**DIRECTIONS FOR THIS TASK**
Take from the listing each line that has the string "vent".

**STUDY MATERIAL**

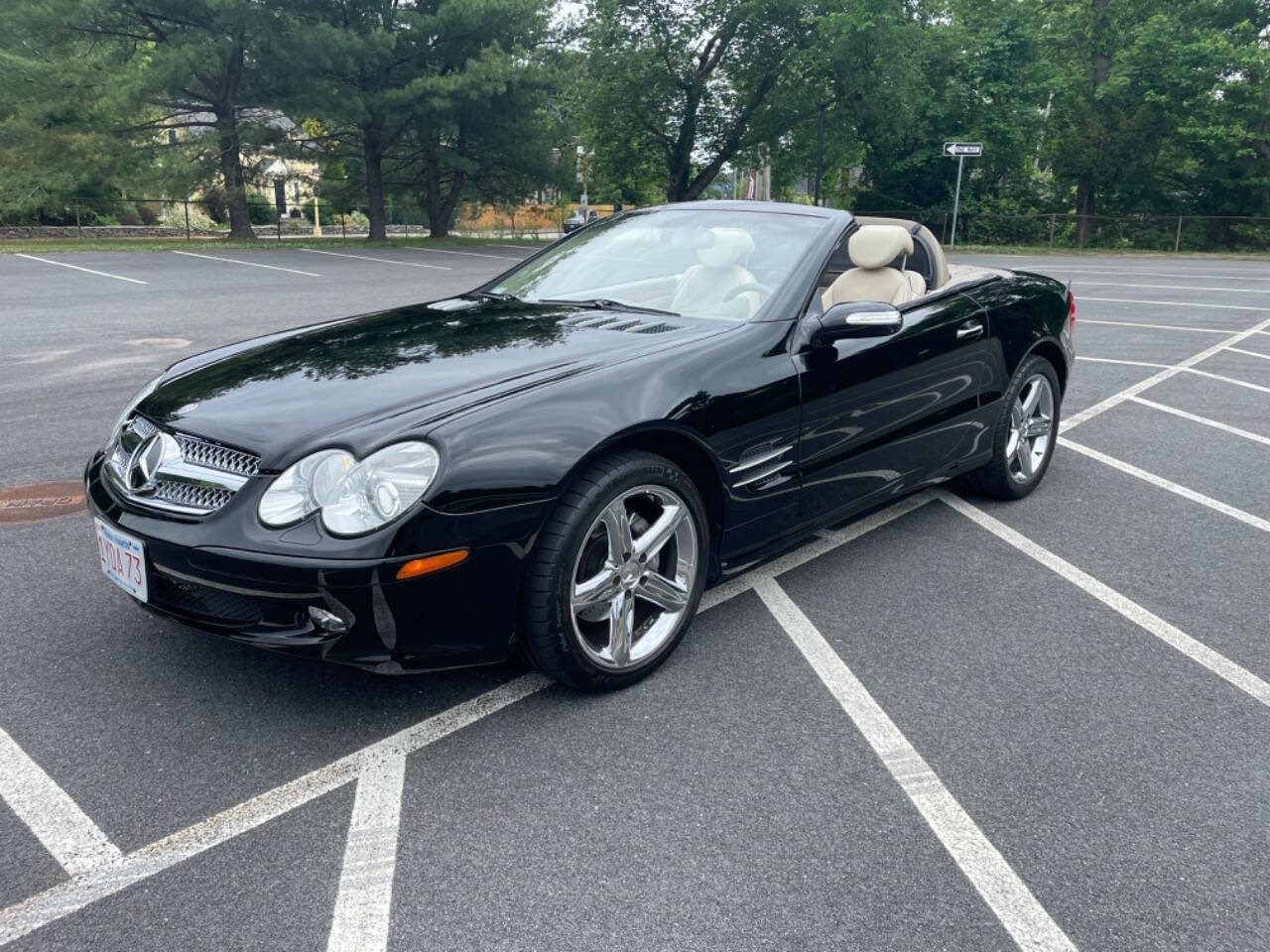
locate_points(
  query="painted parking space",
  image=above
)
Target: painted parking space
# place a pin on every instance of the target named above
(1019, 694)
(1216, 400)
(742, 834)
(1232, 468)
(1191, 565)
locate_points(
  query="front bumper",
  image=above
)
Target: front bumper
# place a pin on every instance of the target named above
(458, 616)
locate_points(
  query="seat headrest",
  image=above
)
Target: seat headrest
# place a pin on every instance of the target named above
(728, 248)
(878, 245)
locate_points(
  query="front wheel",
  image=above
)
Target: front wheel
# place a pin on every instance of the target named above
(616, 574)
(1025, 436)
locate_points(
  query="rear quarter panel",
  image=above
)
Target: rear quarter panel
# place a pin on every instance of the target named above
(1024, 312)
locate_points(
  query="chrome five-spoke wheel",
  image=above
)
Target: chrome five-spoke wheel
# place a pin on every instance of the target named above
(634, 576)
(1032, 425)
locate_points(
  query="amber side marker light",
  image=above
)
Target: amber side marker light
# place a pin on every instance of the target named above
(431, 563)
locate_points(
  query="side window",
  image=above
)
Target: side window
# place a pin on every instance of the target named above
(837, 264)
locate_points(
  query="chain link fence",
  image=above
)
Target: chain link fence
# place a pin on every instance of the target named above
(193, 218)
(1064, 232)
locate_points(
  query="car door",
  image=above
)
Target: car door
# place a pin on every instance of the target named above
(883, 414)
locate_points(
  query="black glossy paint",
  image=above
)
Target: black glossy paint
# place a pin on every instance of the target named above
(517, 402)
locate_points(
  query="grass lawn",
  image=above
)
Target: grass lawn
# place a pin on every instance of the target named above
(169, 244)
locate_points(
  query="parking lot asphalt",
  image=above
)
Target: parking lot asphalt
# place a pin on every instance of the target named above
(951, 725)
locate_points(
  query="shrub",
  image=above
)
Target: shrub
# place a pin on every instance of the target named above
(214, 204)
(325, 209)
(261, 209)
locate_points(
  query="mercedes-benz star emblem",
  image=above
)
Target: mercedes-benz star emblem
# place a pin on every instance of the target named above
(145, 462)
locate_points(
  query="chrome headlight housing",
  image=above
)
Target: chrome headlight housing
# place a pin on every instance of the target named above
(132, 405)
(352, 497)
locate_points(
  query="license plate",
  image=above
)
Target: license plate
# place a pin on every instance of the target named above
(123, 558)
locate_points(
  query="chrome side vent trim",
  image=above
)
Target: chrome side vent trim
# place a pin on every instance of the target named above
(760, 465)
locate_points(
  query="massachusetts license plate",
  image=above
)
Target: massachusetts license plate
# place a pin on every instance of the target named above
(123, 558)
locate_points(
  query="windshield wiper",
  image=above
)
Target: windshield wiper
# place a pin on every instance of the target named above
(608, 303)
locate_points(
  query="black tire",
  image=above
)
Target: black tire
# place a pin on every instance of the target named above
(994, 477)
(548, 635)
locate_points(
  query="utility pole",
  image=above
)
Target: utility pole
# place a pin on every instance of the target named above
(820, 153)
(959, 151)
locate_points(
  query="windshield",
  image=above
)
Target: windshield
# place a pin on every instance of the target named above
(721, 266)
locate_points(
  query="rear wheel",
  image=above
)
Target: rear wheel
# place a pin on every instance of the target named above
(1025, 435)
(616, 574)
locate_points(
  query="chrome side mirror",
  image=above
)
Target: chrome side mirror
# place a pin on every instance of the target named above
(856, 318)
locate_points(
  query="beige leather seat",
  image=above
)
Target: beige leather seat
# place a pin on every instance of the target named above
(703, 287)
(871, 249)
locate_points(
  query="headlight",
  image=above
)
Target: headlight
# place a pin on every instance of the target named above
(132, 405)
(352, 497)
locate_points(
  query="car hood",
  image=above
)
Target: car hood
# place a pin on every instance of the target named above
(356, 382)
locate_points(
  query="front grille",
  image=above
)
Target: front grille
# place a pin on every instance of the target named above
(199, 452)
(143, 428)
(203, 602)
(191, 495)
(177, 472)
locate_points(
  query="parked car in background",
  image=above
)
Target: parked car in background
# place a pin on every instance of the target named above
(575, 221)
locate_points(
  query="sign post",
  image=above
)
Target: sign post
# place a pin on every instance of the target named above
(959, 151)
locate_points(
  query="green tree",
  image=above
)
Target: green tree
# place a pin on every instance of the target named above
(191, 64)
(688, 82)
(58, 123)
(1129, 80)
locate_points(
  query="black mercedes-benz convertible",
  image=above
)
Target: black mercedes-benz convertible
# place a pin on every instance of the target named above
(561, 461)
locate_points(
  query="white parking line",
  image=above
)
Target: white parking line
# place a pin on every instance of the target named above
(825, 542)
(249, 264)
(370, 258)
(1103, 405)
(1171, 303)
(1198, 652)
(470, 254)
(1001, 888)
(1139, 275)
(67, 833)
(1206, 421)
(365, 900)
(1198, 372)
(1153, 326)
(1174, 287)
(1125, 363)
(1247, 353)
(1236, 381)
(1214, 504)
(86, 271)
(102, 881)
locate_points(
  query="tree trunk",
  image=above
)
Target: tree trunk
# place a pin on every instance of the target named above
(231, 171)
(373, 154)
(440, 200)
(225, 108)
(1083, 209)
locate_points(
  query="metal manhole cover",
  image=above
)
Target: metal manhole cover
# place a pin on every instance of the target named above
(40, 500)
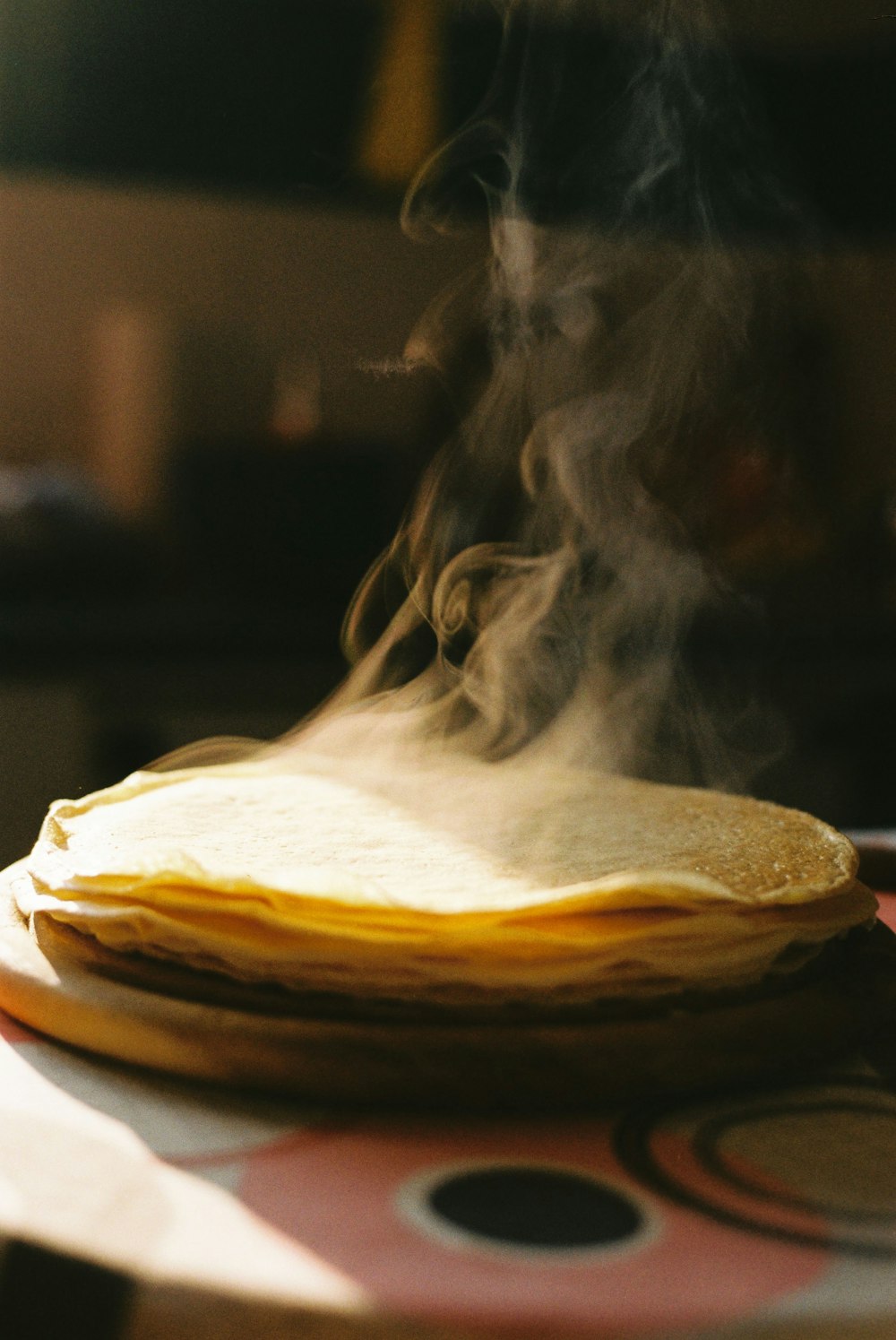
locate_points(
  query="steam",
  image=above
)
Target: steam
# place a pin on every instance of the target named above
(543, 587)
(538, 601)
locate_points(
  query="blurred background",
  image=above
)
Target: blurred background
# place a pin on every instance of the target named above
(206, 435)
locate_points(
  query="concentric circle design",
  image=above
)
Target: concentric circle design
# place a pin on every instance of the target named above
(812, 1164)
(454, 1223)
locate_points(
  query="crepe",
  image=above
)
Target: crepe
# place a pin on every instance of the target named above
(457, 886)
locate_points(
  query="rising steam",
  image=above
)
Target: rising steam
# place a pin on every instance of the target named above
(541, 590)
(560, 549)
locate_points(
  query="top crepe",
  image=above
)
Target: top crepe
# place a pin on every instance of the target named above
(556, 886)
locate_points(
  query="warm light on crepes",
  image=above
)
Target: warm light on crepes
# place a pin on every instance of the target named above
(556, 886)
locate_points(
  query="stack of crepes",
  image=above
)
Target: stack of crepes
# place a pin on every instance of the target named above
(560, 888)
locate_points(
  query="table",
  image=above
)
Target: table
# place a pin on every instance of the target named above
(137, 1206)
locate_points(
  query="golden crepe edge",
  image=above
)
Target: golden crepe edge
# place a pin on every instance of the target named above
(623, 934)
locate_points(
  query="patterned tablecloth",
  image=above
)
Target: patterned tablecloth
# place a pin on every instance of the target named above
(137, 1206)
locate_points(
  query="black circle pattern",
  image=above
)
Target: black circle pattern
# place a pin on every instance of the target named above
(530, 1206)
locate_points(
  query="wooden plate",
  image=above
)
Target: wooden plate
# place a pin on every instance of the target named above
(405, 1060)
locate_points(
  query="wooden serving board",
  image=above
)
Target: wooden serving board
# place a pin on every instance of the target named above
(424, 1063)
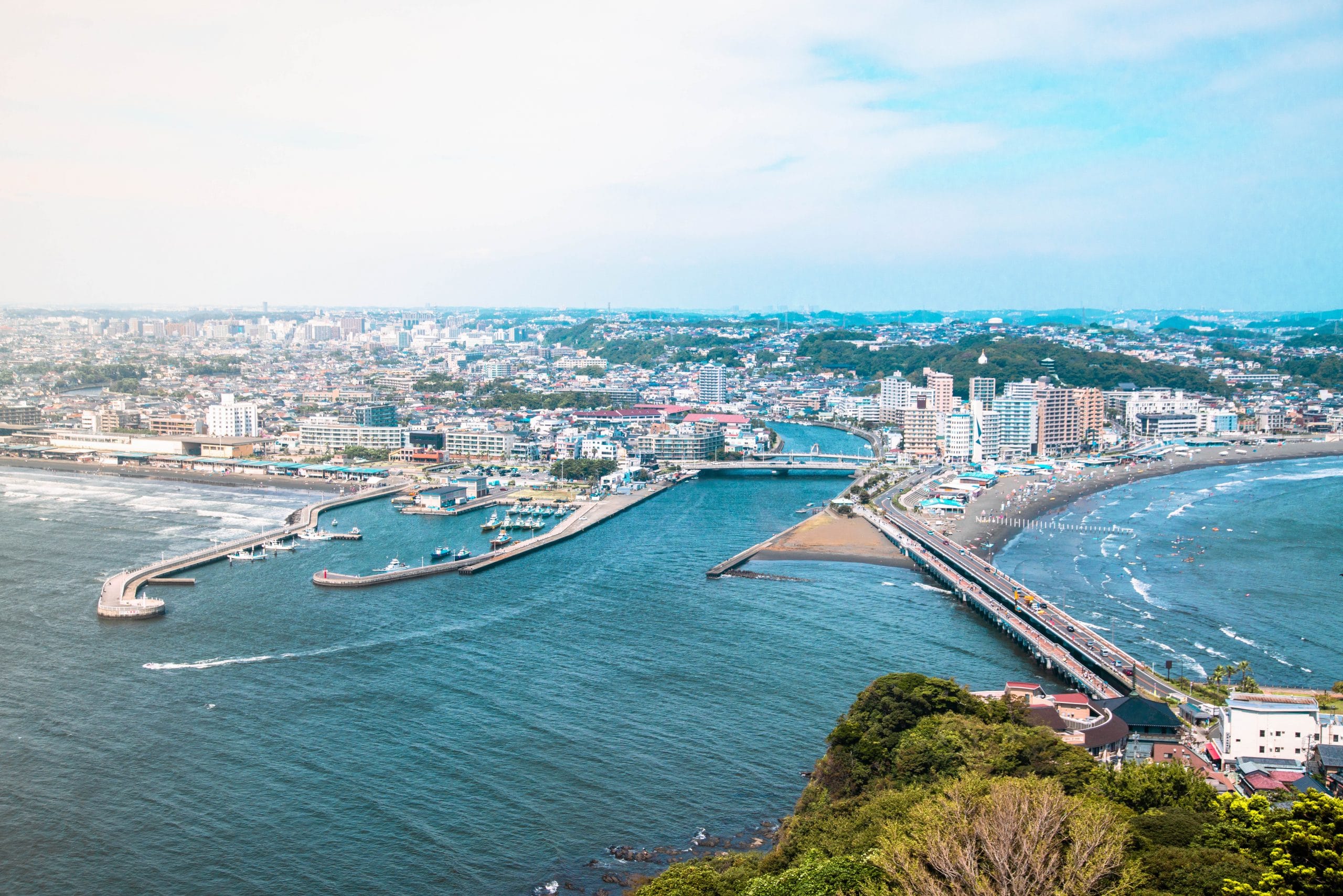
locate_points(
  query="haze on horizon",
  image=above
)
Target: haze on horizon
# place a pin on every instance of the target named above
(856, 156)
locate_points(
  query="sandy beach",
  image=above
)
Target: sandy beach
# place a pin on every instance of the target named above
(829, 537)
(1033, 496)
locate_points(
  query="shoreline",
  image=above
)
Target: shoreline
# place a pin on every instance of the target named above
(986, 539)
(174, 476)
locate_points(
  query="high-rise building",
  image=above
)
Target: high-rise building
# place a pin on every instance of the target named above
(982, 389)
(987, 434)
(1017, 426)
(895, 396)
(713, 385)
(375, 415)
(919, 428)
(942, 391)
(231, 418)
(1022, 390)
(961, 435)
(20, 414)
(1070, 418)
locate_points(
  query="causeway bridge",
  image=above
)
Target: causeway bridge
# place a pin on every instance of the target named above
(121, 600)
(992, 594)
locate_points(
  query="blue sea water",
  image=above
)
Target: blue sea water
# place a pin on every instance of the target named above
(1225, 563)
(469, 734)
(447, 735)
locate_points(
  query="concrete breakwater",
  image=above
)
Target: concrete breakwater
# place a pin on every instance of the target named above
(120, 597)
(581, 520)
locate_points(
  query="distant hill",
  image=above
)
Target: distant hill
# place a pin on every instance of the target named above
(1010, 359)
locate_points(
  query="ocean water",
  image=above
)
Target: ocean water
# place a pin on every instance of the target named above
(1224, 564)
(450, 735)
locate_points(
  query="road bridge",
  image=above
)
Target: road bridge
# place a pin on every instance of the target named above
(966, 586)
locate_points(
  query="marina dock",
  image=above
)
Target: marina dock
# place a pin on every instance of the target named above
(120, 597)
(581, 520)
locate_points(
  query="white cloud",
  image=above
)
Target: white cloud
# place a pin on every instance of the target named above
(186, 151)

**TASK OUTPUT**
  query="chrome side vent trim",
Target: chrome side vent trim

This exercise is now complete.